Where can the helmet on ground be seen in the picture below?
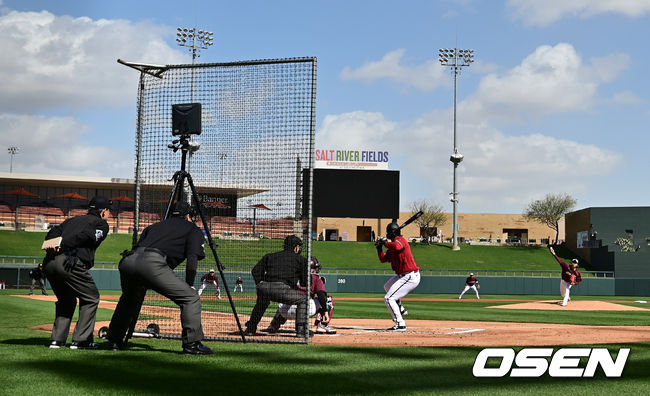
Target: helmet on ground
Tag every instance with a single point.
(291, 241)
(315, 264)
(392, 230)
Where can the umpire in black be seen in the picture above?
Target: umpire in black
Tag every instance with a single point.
(161, 248)
(67, 265)
(276, 277)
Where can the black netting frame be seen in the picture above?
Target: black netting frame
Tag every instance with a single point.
(258, 123)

WHAT THE TASK REQUIRES: Give the whole listing above again word for word, leaving out the picture.

SOLUTION FOR THIS TASK:
Where can the helmet on ground be seen in the picture below?
Target: helmet on ground
Tag every instance with a single point.
(291, 241)
(315, 264)
(392, 230)
Where can the umpire in black be seen in the picture above?
Target: umpire in black
Tag every instance with a single point.
(161, 248)
(67, 265)
(276, 277)
Where can the black netting frame be seen in the picture above?
Target: black netting frame
Tag every instance with a single point.
(258, 123)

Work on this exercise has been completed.